Retype the records word for word. Skip every image.
........
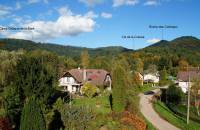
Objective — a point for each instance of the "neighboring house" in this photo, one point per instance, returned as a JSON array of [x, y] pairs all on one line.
[[151, 77], [74, 79], [138, 77], [183, 78]]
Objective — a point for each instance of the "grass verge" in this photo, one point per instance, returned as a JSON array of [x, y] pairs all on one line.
[[177, 121]]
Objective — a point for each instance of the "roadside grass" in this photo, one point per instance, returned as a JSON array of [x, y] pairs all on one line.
[[177, 121], [99, 104], [149, 125], [144, 88], [182, 111]]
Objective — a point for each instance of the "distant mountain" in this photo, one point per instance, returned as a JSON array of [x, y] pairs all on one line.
[[16, 44], [187, 42], [186, 47]]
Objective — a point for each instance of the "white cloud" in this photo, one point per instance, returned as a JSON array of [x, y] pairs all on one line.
[[91, 2], [46, 1], [18, 6], [65, 11], [153, 40], [106, 15], [33, 1], [151, 2], [66, 25], [4, 10], [91, 14], [117, 3]]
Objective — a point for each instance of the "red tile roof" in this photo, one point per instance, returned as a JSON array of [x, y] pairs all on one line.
[[184, 75], [95, 76]]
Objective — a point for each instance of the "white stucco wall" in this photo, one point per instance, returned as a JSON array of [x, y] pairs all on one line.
[[66, 81], [68, 84], [183, 86], [154, 78]]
........
> **YOUR SOLUTION**:
Objective — a point for each instance of the "neighboring house" in this photo, one point per instance, returned as a JSON array of [x, y] pairs all on one line.
[[151, 77], [74, 79], [138, 77], [183, 78]]
Objective — a point for each instance of the "grass verge" in this photo, one point per instance, returned as a JSON array of [x, y] pairs all on one line.
[[177, 121]]
Objective — a point for each instance of the "roadside grass" in this photo, one point per instance, returned as a JSON array of [x, y] pairs all on one line.
[[177, 121], [99, 104], [149, 125], [144, 88], [182, 111]]
Objective — a point for each instance of the "distant mountain" in this photo, one point per instance, returned as a JSON array of [x, y] pairs all on one line.
[[16, 44], [187, 42], [186, 47]]
Objective — a point for each instance of the "white cloud" in this photo, one point per instance, returned as a JSON array of [x, y] pairs all on one line.
[[91, 2], [46, 1], [18, 6], [65, 11], [153, 40], [106, 15], [33, 1], [151, 2], [66, 25], [4, 10], [91, 14], [117, 3]]
Objective — a point for each instance of the "red tile roof" in this photo, one point per instance, returned as a JSON array of [x, y] pairs all on one line.
[[184, 75], [95, 76]]
Objective — a point for each instance of the "white stucco wall" in this photo, one point per instance, returned as a JSON array of [x, y] pairs all on one line.
[[66, 81], [68, 84], [183, 86], [154, 78]]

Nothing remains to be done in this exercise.